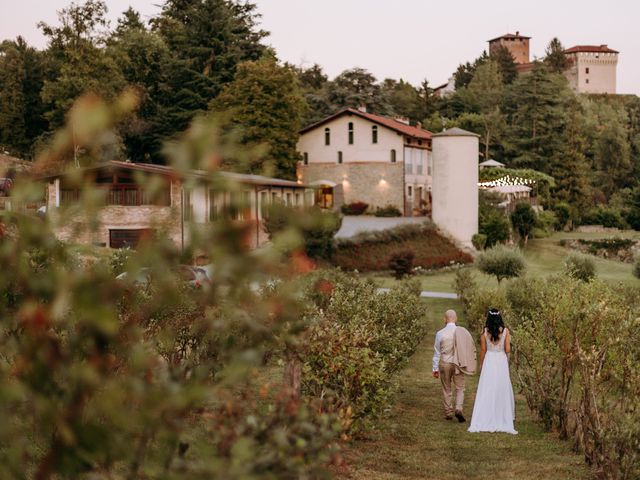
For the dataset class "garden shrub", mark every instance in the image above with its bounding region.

==

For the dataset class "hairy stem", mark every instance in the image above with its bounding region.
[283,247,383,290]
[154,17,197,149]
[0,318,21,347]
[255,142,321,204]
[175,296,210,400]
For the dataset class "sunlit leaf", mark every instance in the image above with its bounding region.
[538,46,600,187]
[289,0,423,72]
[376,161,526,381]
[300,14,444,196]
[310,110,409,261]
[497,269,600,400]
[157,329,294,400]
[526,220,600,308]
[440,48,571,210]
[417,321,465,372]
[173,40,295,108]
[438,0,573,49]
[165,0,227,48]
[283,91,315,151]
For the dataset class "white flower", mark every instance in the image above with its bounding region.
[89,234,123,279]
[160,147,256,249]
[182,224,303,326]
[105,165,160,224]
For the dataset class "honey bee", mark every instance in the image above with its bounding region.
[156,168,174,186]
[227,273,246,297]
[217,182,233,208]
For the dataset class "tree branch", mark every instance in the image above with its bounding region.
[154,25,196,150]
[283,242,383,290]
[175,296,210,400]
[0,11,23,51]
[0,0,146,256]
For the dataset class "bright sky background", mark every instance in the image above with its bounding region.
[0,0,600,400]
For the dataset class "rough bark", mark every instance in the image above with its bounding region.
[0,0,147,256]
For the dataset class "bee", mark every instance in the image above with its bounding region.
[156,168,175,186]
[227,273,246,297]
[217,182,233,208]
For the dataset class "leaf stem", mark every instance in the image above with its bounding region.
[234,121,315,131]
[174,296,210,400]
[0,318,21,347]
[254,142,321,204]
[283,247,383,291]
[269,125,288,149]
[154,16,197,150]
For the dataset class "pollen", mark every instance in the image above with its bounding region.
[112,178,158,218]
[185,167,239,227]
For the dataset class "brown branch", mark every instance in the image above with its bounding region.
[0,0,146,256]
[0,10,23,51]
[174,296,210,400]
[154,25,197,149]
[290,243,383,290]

TASK
Please list each line in the entries above that contains the word "region", matching its case exactly.

SOLUTION FOR THIS PROBLEM
For the dataset class "garden shrub", mark every instance in the image above with its bounding region.
For the dataset class "hairy stem", mark every instance in the image above with its bounding region.
For the dataset class "sunlit leaf", mark every instance in the image above with its bounding region.
For the dataset class "white flower", mark every instance in the image above with its bounding region.
For the dataset class "honey bee", mark every instance in the image above with its bounding region.
For the dataset class "tree branch", mark every instance in the image above with its bounding region.
For the dataset class "bright sky background", mark every instance in the image above with its bounding region.
For the dataset class "rough bark", mark every instance in the image above with its bounding region.
For the dataset class "bee", mark every instance in the image above with its bounding region.
For the dataset class "leaf stem", mark every instance in the image above with its bounding region.
For the dataset class "pollen", mark every instance in the image above with its bounding region.
For the dataset class "brown branch", mark every instance in the image above with its bounding region.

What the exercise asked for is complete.